• Aufgabe A: Nenne alle Länder und Gebiete, die im Artikel über Ella und ihre Familie als Ziel einer Auswanderung oder Einreise vorkommen.
• Aufgabe B: Schreib den Artikel über Ella und ihre Familie nach seinem letzten Satz weiter.

• Artikel:
━━━━

Ein Schwur, dass ihre Mutter, ihr Bruder und sie sich niemals mehr trennen werden, hält Ella davon ab, selbst nach Palästina zu gehen, wo die ersten Kibbuzim entstehen, obwohl sie sogar schon mit dem Gedanken spielt, sich dort der Hagana, der jüdischen Untergrundarmee in Palästina anzuschließen.
Sie sagt dazu kurze Zeit später selbst, als sie bereits als Lehrerin arbeitet: "»Was erfordert mehr Verantwortung: Mit einem Buch zu hantieren oder mit einer Waffe? Was ist effektiver oder auch tödlicher: ein Gewehr oder die Erziehung?«
Keine Frage, oder?!

Die Mutter und der Bruder entscheiden sich für Amerika, wo die Mutter als Schneiderin arbeiten und der Bruder studieren könnte.










Auswandern an sich ist aber ohnehin auch für Menschen mit einer Vergangenheit wie die der  Friedmanns nicht mehr einfach.
Da interessiert auch das Leid nicht, das man eventuell erlebt hat, denn - wie Ihr wißt - schlossen die Briten schon kurz nach dem Krieg zunächst die Grenzen für einreisende Juden, so dass ganze Schiffe voller Überlebender des Dritten Reiches vor Israel trieben, aber nicht anlegen durften.

━━━━

• Datenblock:
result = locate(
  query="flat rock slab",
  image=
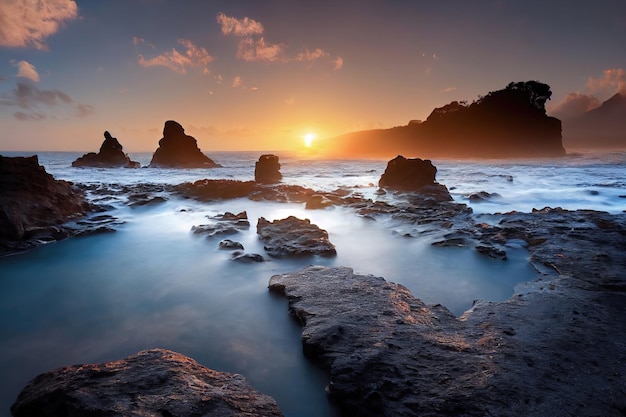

━━━━

• Ergebnis A: Palästina, Amerika, Israel

• Ergebnis B:
Es wird im Buch außerdem auch schnell klar, dass es nach dem Krieg durchaus nicht so war, dass Juden nicht mehr verfolgt oder Ihnen mit Gewalt gedroht wurde, sondern dass es nach wie vor brutale Übergriffe gab, die auch Elli miterleben musste.

Auch, nach Amerika auszuwandern gestaltet sich zu Zeiten, als der eiserne Vorhang sich mehr und mehr zuzieht, immer schwieriger.
Ellas Bruder erhält offiziell die Ausreisegenehmigung, um in Amerika bei einem Bruder des Vaters zu leben und dort zu studieren. Ella und ihre Mutter nicht.
Dennoch entscheiden sich die Drei, dass Bubi gehen müsse, um studieren zu können, und um sich vielleicht von Amerika aus auch besser für Ella und ihre Mutter einsetzen zu können, damit sie nachreisen können.

Inzwischen arbeitet Ella tagsüber als Lehrerin an einem jüdischen Lyzeum und nachts als Untergrund-Helferin für ein geheimes Flüchtlingswerk, das jüdischen Flüchtlingen aus Russland und anderen Teilen des Ostblocks, die dort noch mit schlimmsten Repressalien zu kämpfen hatten, die Flucht in den Westen ermöglichte.
Als eine legitime Ausreise immer unwahrscheinlicher wird, geben sich Ella und ihre Mutter irgendwann selbst als solche aus und schmuggeln sich so in einen Treck, der sie in einer gefährlichen Nacht- und Nebelaktion, wie es sie damals so viele gab, über die grüne Grenze und die schon existierenden Todesstreifen nach Wien bringt.

Hier, im Aufganglager, erlebt Ella den bislang schönsten Sommer ihres Lebens mit einer Clique junger Männer, die alles für sie und ihre Mutter tun. Natürlich endet dieser Sommer nicht glücklich...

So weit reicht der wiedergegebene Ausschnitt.